***** Document
Septic tank in a community block Pappy. Electricity yes, they must be wired up for the Bank and eftpos to work I guess. I didn't ask about that. I know they were miffed about missing the footy on TV because a ute had run off the road and they had to stay with the bloke who had a broken leg until the 'ambulance' arrived from 50k away.  It was the Mayor's 'combi' van which was ambulance/community bus and his personal transport combined.  There is a proper ambulance but it's a further 50 away.
Drive carefully out there. 


 Tch fancy missing their footy game. What a shame.  

I amazed there's no line up for bookings, tch, tourists, they must all want to stay on the beaches under the palm trees.

You're beginning to  see why we all live around the coast now right?


----------



## SifuPhil (Sep 28, 2013)

Diwundrin said:


> Phil, I sooo want to give you a Ding Ding for the Drop Bears.



Thanks to you that phrase will be forever in my brain now - I even look for excuses to use it. 



> You were so close, it's an ore bucket.  It's a gold field, but a small time one so some dig their own little one man mines. Very similar to opal mining.
> 
> Those buckets fit nicely down a shaft, the digger fills it, and it's winched up with a hook through the ring in the handle.  Miners can do that alone if they have a frame above the shaft and a rope and pulley system.  They  sieve the ore through a series of meshes in dry country. They must miss a lot of flakes but the little nuggets gather at the bottom and they made a buck out of it.



Man, what a tough way to make a living. I have no real knowledge of gold mining so anything I come up with is based mostly on what Hollywood has shown me. That's usually the grizzled old forty-niner standing in a little stream, bent over and slowly shaking his sieve until he finds a tiny little nugget, then he jumps up in the air, clicks his heels and in that Gabby Hayes voice yells "EUREKA!".

Even better for Bogart addicts like myself was _Treasure of the Sierra Madre_ - excellent film for those who have never seen it. It shows how gold can drive men to do things they normally wouldn't. 

But there's always water involved in these depictions, so I have a hard time wrapping my head around dry mining and panning. Totally different world. 

 Thanks for the mental challenge!


----------



## Katybug (Sep 28, 2013)

LOL at it being a travel destination, under the gum tree!  My mid-life crisis leaned more toward south gulf coast Florida.  For those it appeals to, it surely is a totally different world, one I don't want to even imagine.  Interesting pix & history on it tho, thanks!


----------
**********
[Short task a]:
Rewrite the records as a numbered list, starting with the line that contains "purple throw pillow in this photo." and going on through the end of the records, with blank lines left out.
The records that follow have no connection to the forum thread.
***** Raw data
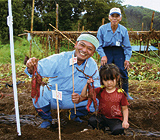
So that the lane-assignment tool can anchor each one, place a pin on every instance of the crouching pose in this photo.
(60, 66)
(111, 100)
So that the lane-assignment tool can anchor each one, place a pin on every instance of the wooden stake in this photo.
(73, 80)
(59, 126)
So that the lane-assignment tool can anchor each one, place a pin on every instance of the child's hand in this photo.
(90, 80)
(125, 124)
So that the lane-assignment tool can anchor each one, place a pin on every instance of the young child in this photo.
(111, 101)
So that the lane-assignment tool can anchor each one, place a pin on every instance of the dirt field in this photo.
(144, 116)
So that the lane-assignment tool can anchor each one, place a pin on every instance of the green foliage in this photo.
(144, 71)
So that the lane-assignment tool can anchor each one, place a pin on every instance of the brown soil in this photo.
(144, 117)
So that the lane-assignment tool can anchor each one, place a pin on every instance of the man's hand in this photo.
(31, 63)
(126, 64)
(75, 98)
(103, 60)
(125, 124)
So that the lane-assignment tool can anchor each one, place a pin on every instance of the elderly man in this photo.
(60, 65)
(114, 45)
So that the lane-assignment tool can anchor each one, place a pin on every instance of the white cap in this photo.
(115, 11)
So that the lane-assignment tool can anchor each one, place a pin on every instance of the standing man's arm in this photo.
(127, 50)
(100, 48)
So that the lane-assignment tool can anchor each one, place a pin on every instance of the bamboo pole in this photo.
(31, 26)
(59, 126)
(56, 43)
(152, 20)
(73, 80)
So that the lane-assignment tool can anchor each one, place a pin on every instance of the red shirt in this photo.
(110, 103)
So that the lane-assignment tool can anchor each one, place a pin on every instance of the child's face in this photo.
(110, 84)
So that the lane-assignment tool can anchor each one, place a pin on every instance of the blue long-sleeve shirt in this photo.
(106, 38)
(59, 65)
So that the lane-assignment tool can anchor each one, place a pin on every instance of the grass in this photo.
(138, 70)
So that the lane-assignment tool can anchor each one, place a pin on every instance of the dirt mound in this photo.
(144, 117)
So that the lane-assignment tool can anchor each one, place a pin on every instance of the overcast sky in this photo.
(151, 4)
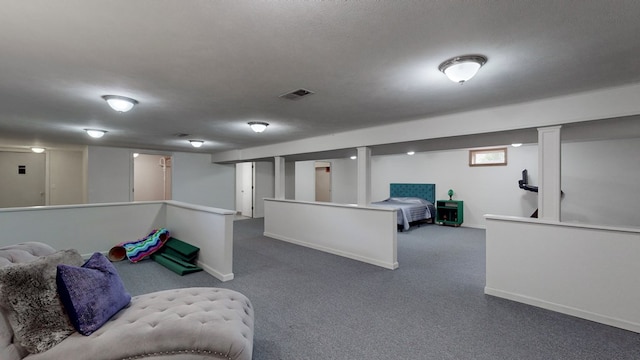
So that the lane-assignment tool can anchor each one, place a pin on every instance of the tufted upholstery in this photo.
(184, 324)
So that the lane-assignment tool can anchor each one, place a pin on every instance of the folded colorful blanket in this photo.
(141, 248)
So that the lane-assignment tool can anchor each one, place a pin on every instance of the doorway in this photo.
(323, 181)
(244, 183)
(151, 177)
(22, 179)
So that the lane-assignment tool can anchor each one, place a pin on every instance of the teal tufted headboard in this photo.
(423, 191)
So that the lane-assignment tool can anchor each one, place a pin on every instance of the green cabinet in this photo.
(449, 212)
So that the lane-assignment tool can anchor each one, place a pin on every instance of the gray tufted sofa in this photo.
(180, 324)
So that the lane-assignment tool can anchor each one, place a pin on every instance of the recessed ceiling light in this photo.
(462, 68)
(95, 133)
(120, 103)
(258, 126)
(196, 143)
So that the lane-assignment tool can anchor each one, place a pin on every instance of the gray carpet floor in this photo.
(313, 305)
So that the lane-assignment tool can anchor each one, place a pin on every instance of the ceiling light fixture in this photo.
(461, 69)
(120, 103)
(95, 133)
(258, 126)
(196, 143)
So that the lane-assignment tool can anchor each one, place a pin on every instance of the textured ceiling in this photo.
(206, 68)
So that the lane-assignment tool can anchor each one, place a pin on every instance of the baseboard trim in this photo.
(386, 265)
(583, 314)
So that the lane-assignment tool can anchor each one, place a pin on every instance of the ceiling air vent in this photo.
(297, 94)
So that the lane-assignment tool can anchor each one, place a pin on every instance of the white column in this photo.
(279, 175)
(364, 176)
(549, 189)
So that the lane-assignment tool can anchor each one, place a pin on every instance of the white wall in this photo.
(87, 228)
(369, 235)
(305, 184)
(264, 186)
(66, 174)
(581, 270)
(290, 180)
(600, 182)
(149, 179)
(598, 179)
(344, 180)
(197, 181)
(109, 175)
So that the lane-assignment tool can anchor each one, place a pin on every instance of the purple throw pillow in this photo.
(91, 294)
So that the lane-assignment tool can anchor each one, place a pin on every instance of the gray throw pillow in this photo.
(29, 297)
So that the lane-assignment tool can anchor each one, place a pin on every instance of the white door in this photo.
**********
[Short task b]:
List every forum username in the forum thread that appears as a post author or as the source of a quotation.

[Expected answer a]:
1. So that the lane-assignment tool can anchor each one, place a pin on every instance of the purple throw pillow in this photo.
2. (91, 294)
3. So that the lane-assignment tool can anchor each one, place a pin on every instance of the gray throw pillow in this photo.
4. (29, 297)
5. So that the lane-assignment tool can anchor each one, place a pin on every instance of the white door in this photo.

[Expected answer b]:
SifuPhil
Diwundrin
Katybug